▸ **Data listing**
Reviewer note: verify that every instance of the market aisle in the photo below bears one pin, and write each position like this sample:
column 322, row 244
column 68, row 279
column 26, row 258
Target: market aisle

▸ **Goal**
Reproduce the listing above word for word, keeping every line in its original order.

▸ **Solution below**
Reviewer note: verify that every instance of the market aisle in the photo below bears one pin, and write each position like this sample:
column 322, row 244
column 68, row 279
column 26, row 258
Target: market aisle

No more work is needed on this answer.